Activity: I need all the entries repeated exactly as written.

───── Exercise inputs ─────

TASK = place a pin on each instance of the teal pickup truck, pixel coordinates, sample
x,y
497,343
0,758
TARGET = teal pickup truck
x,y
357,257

─────

Written reply:
TASK = place a pin on each instance of the teal pickup truck, pixel coordinates, sample
x,y
497,343
0,758
TARGET = teal pickup truck
x,y
357,257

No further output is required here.